_Document extract_.
╭──

I won’t go into much detail about the history or principles of homeopathy because that is readily available on the internet. I want to talk more about how to proceed once you’ve decided you want to go down the natural route of getting better. However, I will introduce you to the concept. The principles of homeopathy were first proposed by German physician Samuel Hahnemann over 200 years ago. While conducting  an experiment, Hahnemann took four units of Peruvian bark twice a day, for several days. He began to develop symptoms identical to those of malaria without coming down with the disease. This led him to the conclusion that effective drugs must produce symptoms in healthy people that are similar to the diseases they will be expected to treat. Six years after the experiment, he formulated the theory of homeopathy.¹

Today, this principle is known as the “Law of Similars” and is the basis for the use of the term homeopathy (“similar suffering”). The idea of treating “like with like” can be explained further. For example, drinking too much coffee can cause agitation, sleeplessness, and even palpitations but, when made into the homeopathic remedy Coffea, it is used to treat all these problems. You may have come across this concept in conventional medicine, for example, the stimulant Rilatin being used to treat ADHD, or small doses of allergens such as pollen being used to desensitise allergic patients. However, one major difference in homeopathy is that substances are used in such tiny doses that they are completely non-toxic.²

How does a homeopath know what remedy to use? Think of it like this. We are all made up of energy. Within us, we hold on to every type of energy that has existed on the planet since the start of time, which may make more sense to you after watching this clip.

We access the energy of an animal for times when we need to exhibit aggressive behaviour. We need the energy of a mineral for the structure that we require in our lives. We tap into the energy of a plant to access our sensitivity. However, it is when we become stuck in one of these energies that we get into trouble, and this is when illness arises.

╰──

[Stored records]
╭──

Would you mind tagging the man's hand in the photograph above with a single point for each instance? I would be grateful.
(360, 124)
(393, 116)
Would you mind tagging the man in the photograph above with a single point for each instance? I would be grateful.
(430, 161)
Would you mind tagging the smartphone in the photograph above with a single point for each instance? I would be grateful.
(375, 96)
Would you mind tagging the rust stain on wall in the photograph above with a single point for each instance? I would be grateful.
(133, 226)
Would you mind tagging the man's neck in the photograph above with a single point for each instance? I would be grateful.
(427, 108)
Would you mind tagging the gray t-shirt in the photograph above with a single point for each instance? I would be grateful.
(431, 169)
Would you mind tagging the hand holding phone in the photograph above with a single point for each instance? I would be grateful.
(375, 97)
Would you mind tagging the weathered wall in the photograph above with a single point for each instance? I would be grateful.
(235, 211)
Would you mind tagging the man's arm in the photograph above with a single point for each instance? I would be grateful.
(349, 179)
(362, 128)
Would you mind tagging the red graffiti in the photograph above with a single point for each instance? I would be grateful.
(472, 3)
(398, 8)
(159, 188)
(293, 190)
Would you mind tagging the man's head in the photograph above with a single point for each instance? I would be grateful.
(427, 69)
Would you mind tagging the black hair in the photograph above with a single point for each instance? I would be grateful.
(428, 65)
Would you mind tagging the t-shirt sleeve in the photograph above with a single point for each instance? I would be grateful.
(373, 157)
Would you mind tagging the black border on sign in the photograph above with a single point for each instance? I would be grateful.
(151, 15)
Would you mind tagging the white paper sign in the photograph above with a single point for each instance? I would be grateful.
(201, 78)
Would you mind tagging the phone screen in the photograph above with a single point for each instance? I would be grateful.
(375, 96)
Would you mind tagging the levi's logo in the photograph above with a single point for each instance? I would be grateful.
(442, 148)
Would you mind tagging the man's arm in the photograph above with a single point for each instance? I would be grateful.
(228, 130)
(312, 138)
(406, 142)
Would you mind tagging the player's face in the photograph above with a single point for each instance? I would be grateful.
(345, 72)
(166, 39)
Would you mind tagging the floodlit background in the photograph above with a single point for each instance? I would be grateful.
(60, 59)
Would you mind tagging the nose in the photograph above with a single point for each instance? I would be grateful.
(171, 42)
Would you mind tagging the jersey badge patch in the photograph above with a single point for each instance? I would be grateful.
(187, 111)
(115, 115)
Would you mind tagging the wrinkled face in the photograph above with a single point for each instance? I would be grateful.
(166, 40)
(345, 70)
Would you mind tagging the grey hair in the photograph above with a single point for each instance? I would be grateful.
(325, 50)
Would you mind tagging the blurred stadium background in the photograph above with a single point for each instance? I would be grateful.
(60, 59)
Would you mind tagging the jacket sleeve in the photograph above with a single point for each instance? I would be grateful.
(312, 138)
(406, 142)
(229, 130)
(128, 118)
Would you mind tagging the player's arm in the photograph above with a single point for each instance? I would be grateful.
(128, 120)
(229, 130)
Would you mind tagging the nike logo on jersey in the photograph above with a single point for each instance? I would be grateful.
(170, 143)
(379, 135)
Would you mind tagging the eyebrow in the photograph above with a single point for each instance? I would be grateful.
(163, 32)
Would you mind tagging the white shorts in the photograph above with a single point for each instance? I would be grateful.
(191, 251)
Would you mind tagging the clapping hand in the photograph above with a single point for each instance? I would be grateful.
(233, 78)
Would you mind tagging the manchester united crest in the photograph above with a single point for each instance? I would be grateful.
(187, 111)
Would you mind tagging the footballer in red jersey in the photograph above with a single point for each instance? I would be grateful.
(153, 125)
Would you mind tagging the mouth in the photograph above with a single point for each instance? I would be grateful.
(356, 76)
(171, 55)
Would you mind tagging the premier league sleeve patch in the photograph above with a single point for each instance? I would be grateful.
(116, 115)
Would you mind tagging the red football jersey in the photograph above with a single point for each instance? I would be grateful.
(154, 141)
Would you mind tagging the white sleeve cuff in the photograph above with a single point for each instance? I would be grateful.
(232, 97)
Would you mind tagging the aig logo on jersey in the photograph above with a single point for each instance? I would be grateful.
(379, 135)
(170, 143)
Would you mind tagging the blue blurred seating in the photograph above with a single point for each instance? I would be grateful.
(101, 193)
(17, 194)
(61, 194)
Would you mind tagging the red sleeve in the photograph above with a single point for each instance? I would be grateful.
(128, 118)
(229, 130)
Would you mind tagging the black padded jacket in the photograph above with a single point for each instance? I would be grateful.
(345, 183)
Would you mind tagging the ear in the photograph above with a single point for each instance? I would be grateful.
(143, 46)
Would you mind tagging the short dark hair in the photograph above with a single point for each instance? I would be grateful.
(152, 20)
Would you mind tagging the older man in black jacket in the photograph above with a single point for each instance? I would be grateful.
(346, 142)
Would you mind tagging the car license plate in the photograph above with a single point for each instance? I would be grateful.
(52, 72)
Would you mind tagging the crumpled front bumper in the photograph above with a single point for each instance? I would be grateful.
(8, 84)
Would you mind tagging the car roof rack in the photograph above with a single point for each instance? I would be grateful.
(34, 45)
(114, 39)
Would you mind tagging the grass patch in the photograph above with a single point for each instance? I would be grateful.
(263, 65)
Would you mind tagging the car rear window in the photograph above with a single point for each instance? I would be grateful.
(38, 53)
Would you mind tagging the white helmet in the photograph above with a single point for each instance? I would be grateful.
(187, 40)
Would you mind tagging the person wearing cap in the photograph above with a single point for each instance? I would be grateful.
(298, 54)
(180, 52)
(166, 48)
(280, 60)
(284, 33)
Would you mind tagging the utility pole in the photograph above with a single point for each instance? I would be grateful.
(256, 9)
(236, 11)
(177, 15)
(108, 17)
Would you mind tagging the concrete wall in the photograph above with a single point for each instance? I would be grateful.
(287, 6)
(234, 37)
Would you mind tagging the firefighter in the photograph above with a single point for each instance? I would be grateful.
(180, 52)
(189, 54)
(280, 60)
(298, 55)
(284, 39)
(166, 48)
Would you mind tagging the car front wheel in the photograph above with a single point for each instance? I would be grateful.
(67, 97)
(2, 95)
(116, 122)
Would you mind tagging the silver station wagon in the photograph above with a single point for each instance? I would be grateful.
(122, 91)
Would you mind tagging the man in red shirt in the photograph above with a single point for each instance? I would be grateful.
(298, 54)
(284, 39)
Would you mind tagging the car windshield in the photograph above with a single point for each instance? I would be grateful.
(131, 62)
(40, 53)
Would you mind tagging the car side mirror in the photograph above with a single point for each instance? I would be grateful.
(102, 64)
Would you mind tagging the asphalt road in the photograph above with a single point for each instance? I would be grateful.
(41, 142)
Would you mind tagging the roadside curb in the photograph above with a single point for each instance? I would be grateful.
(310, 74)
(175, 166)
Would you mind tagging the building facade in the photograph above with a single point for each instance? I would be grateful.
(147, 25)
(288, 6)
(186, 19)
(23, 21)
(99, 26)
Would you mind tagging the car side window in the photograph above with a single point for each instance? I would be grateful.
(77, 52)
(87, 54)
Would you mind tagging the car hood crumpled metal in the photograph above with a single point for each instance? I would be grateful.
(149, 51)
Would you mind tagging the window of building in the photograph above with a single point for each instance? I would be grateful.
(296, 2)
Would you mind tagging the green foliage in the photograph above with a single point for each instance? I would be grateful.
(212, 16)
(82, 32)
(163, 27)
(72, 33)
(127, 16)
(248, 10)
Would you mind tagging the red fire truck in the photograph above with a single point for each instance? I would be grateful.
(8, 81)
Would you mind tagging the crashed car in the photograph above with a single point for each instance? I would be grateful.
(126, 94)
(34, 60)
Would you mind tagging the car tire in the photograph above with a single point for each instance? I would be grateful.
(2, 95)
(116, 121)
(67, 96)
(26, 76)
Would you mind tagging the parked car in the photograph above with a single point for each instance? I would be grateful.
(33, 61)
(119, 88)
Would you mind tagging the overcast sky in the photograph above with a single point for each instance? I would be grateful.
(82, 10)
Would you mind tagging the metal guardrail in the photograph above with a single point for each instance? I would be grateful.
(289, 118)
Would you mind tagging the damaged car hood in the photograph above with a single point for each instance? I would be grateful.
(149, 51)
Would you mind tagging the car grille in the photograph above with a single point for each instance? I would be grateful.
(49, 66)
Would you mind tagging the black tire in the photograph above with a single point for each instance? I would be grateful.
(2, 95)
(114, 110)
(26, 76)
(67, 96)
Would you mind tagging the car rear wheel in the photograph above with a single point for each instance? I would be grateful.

╰──

_Work instructions_. Reproduce verbatim the passage of the homeopathy text above from "How does a homeopath" to "when illness arises.".

_Solution for this exercise_.
How does a homeopath know what remedy to use? Think of it like this. We are all made up of energy. Within us, we hold on to every type of energy that has existed on the planet since the start of time, which may make more sense to you after watching this clip.

We access the energy of an animal for times when we need to exhibit aggressive behaviour. We need the energy of a mineral for the structure that we require in our lives. We tap into the energy of a plant to access our sensitivity. However, it is when we become stuck in one of these energies that we get into trouble, and this is when illness arises.